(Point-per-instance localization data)
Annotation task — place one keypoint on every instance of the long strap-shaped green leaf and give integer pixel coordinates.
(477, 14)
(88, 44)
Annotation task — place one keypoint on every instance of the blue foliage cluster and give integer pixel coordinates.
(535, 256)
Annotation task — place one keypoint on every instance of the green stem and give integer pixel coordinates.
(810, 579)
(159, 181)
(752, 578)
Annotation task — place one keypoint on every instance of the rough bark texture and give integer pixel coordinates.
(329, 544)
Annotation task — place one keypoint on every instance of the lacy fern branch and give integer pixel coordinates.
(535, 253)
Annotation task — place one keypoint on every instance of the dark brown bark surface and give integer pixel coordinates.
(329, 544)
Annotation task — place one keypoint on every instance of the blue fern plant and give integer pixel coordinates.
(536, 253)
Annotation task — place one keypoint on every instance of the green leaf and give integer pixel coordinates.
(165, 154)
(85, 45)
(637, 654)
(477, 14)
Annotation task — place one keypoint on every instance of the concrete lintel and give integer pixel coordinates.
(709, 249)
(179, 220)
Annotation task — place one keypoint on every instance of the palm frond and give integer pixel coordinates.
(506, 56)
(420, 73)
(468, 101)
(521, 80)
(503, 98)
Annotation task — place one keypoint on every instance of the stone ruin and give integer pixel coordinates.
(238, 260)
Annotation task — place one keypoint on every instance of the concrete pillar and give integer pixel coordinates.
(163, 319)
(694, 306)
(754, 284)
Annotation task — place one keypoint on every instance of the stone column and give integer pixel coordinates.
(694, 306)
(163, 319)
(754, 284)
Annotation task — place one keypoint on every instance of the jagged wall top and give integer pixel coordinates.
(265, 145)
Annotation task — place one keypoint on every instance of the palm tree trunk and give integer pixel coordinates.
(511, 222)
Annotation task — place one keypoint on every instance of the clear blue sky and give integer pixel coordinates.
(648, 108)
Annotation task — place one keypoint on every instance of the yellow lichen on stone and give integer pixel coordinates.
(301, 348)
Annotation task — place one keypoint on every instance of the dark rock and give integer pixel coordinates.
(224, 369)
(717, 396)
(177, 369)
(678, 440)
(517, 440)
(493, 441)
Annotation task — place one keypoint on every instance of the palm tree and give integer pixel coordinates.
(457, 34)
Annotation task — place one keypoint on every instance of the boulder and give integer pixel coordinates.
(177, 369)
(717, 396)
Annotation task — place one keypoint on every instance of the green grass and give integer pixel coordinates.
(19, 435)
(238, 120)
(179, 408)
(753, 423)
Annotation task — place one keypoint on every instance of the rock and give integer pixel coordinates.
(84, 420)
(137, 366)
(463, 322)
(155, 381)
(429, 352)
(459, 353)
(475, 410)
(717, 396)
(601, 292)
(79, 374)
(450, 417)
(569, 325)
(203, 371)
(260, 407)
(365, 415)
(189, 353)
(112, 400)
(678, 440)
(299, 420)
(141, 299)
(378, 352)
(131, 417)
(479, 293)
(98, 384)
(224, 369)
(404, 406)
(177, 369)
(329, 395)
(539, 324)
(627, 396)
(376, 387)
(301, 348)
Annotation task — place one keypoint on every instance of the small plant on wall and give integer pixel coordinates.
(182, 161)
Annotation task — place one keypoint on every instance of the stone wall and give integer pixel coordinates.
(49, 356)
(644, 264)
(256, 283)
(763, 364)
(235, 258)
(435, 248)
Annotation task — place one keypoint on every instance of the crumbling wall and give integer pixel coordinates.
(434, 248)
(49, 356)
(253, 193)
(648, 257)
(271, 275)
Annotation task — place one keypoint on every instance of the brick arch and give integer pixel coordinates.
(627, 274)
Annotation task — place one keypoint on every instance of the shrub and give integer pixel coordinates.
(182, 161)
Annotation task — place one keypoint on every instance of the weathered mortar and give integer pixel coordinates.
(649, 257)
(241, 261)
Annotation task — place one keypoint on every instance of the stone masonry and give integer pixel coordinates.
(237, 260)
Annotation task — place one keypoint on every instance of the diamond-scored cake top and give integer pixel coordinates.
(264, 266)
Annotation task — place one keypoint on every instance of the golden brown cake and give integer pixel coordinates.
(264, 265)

What the task requires
Exactly as they stand above, repeat all the records.

Answer to this task
Annotation task — place one keypoint on every instance of the long strap-shaped green leaf and give integer pixel coordinates.
(477, 14)
(88, 44)
Annotation task — place one keypoint on every instance of the blue foliage cluster and give integer pixel coordinates.
(535, 256)
Annotation task — place one keypoint on every instance of the green stem and give integer pixel coordinates.
(810, 579)
(159, 181)
(752, 578)
Annotation task — place one keypoint on every instance of the rough bark texture and give integer pixel coordinates.
(329, 544)
Annotation task — place one keypoint on every instance of the lacy fern branch and give integer pixel coordinates.
(535, 253)
Annotation task — place one keypoint on every instance of the dark brown bark surface and give integer pixel coordinates.
(329, 544)
Annotation task — place one keypoint on every instance of the blue fern plant and give integer pixel coordinates.
(536, 253)
Annotation task — place one keypoint on every instance of the green leaf and give integer pixel coordinates.
(165, 154)
(85, 45)
(637, 654)
(477, 14)
Annotation task — place one keypoint on every instance of the concrete lintel and give integer pixel coordinates.
(709, 249)
(179, 220)
Annotation task — place one keypoint on every instance of the palm frond and give integer pixel coordinates.
(506, 56)
(420, 73)
(468, 101)
(521, 80)
(503, 98)
Annotation task — place one keypoint on every instance of the stone ruin and give integer pixel coordinates.
(238, 260)
Annotation task — place one keypoint on every instance of the concrete pillar and give integer pixel coordinates.
(163, 319)
(694, 306)
(754, 284)
Annotation task — place one keypoint on every instance of the stone column and give integer pixel coordinates.
(694, 306)
(163, 319)
(754, 284)
Annotation task — place one keypoint on every instance of the jagged wall top and give integer pixel coordinates.
(265, 145)
Annotation task — place one keypoint on every instance of the palm tree trunk and give integer pixel coordinates.
(511, 222)
Annotation task — place one keypoint on every instance of the clear blue sky and give integer pixel coordinates.
(648, 108)
Annotation task — place one keypoint on every instance of the yellow lichen on stone and give integer pixel coordinates.
(301, 348)
Annotation task — place one keypoint on every instance of the dark rock and give integer pixel coordinates.
(224, 369)
(717, 396)
(177, 369)
(678, 440)
(517, 440)
(493, 441)
Annotation task — place one keypoint on every instance of the palm tree and give integer pixel coordinates.
(457, 34)
Annotation task — place one keypoint on every instance of the boulder and give integer pixel coordinates.
(177, 369)
(717, 396)
Annotation task — place one keypoint on every instance of the green grass and give integer pixel coordinates.
(19, 435)
(238, 120)
(179, 408)
(753, 423)
Annotation task — place one keypoint on every instance of the rock and give integer pixel coordinates.
(84, 420)
(137, 366)
(463, 322)
(155, 381)
(429, 352)
(459, 353)
(475, 410)
(717, 396)
(601, 292)
(79, 374)
(450, 417)
(569, 325)
(203, 371)
(260, 407)
(365, 415)
(189, 353)
(112, 400)
(678, 440)
(299, 420)
(141, 299)
(378, 352)
(131, 417)
(479, 293)
(98, 384)
(224, 369)
(404, 406)
(177, 369)
(329, 395)
(539, 324)
(627, 396)
(376, 387)
(301, 348)
Annotation task — place one keypoint on every instance of the small plant on wall and give integer pixel coordinates.
(182, 161)
Annotation task — place one keypoint on every instance of the stone wall and give integer pixel coordinates.
(49, 356)
(644, 264)
(256, 283)
(763, 364)
(235, 258)
(435, 248)
Annotation task — place one keypoint on every instance of the crumbling wall and give integer pixel coordinates.
(434, 248)
(49, 356)
(253, 193)
(648, 257)
(271, 275)
Annotation task — place one keypoint on every instance of the brick arch and give integer pixel coordinates.
(627, 274)
Annotation task — place one keypoint on every instance of the shrub and give integer pixel coordinates.
(182, 161)
Annotation task — place one keypoint on every instance of the weathered mortar and give integer pixel coordinates.
(649, 257)
(241, 261)
Annotation task — place one keypoint on every instance of the stone masonry and give integer pixel coordinates.
(237, 260)
Annotation task — place one keypoint on every instance of the diamond-scored cake top and give integer pixel coordinates.
(264, 266)
Annotation task — place one keypoint on every instance of the golden brown cake and give integer pixel coordinates.
(264, 265)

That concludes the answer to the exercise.